◆ **MATERIAL FOR THIS TASK**:

^^^^^^^^^^^^^^^^

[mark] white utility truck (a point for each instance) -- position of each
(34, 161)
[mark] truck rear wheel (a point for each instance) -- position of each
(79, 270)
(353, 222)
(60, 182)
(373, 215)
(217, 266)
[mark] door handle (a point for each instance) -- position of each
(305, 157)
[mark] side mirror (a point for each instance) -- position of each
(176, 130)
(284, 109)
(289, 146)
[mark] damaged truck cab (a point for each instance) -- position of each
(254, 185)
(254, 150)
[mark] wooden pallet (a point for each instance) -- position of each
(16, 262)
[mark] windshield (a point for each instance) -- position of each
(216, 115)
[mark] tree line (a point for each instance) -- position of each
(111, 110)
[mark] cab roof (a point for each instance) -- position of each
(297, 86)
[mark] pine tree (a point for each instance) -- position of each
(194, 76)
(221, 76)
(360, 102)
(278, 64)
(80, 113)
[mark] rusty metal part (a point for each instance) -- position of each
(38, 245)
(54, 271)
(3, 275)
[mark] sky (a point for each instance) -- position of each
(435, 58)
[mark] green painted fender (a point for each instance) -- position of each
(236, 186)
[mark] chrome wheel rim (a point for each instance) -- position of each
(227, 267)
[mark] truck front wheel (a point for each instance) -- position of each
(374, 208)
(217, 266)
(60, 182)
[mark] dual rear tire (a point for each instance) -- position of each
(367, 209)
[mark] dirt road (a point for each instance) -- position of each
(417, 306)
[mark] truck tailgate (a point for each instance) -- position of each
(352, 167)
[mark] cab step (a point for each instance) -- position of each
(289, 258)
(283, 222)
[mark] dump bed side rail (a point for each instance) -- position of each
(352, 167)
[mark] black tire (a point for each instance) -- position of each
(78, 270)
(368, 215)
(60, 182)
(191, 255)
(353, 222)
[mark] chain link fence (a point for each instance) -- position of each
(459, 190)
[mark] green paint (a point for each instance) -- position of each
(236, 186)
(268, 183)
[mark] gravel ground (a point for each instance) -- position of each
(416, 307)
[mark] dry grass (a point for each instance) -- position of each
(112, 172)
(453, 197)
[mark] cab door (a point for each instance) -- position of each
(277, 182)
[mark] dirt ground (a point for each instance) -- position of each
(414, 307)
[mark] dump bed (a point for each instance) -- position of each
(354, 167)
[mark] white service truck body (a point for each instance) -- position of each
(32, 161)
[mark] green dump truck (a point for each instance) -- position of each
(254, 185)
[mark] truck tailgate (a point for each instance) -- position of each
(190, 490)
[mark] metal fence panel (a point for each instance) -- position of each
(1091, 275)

^^^^^^^^^^^^^^^^

◆ **TO BE DONE**: Transcribe every entry exactly, omitting nothing.

◆ **CORRECT OUTPUT**:
[mark] white utility truck (a point for each instance) -- position of each
(34, 161)
[mark] truck rear wheel (a point for each instance) -- position of each
(79, 270)
(353, 222)
(60, 182)
(373, 215)
(217, 266)
[mark] door handle (a point for each instance) -- position of each
(305, 157)
[mark] side mirror (a point for each instance) -- position of each
(176, 130)
(284, 109)
(289, 146)
[mark] damaged truck cab (a point for each instance) -- position of each
(254, 185)
(254, 150)
[mark] wooden pallet (a point for each instance) -- position of each
(16, 262)
[mark] windshield (a point for each instance) -- position of each
(216, 115)
[mark] tree line (a point for each instance) -- position of each
(111, 110)
[mark] cab roof (a point for each instance) -- position of each
(297, 86)
[mark] pine tree (a point for each instance) -- position of each
(194, 76)
(221, 76)
(360, 102)
(278, 64)
(80, 113)
[mark] rusty metal part (a point for each instance) -- position of each
(38, 245)
(54, 271)
(3, 275)
[mark] sky (a point for each instance) -- position of each
(435, 58)
[mark] green painted fender (a point for each instance) -- position of each
(236, 186)
[mark] chrome wheel rim (a point for each instance) -- position of each
(227, 267)
[mark] truck front wheel (a point for each instance) -- position of each
(374, 208)
(217, 266)
(60, 182)
[mark] dual rear tire (a point for each instance) -- position of each
(367, 209)
[mark] dirt road (a point for each instance) -- position of each
(417, 306)
[mark] truck tailgate (a point for each instance) -- position of each
(352, 167)
[mark] cab step (a point for each instance) -- position of each
(289, 258)
(283, 222)
[mark] dump bed side rail (a point for each instance) -- position of each
(352, 167)
[mark] black tire (a point for each instance) -- position of each
(78, 270)
(368, 215)
(60, 182)
(191, 255)
(353, 222)
[mark] chain link fence (a point for each instance) -- position of each
(459, 190)
[mark] green paint (a point for each instance) -- position of each
(236, 186)
(268, 183)
[mark] gravel ground (a point for each instance) -- position of each
(416, 307)
[mark] dry grass (a point for each instance) -- position of each
(112, 172)
(453, 197)
[mark] cab door (a point for each instance) -- position of each
(277, 182)
[mark] dirt ground (a point for each instance) -- position of each
(414, 307)
[mark] dump bed (a point for each instance) -- position of each
(354, 167)
[mark] white service truck body (a point for each instance) -- position of each
(32, 161)
[mark] green dump truck (a point for each instance) -- position of each
(254, 185)
[mark] truck tailgate (a point for each instance) -- position of each
(190, 490)
[mark] metal fence panel (a point for each instance) -- position of each
(1091, 275)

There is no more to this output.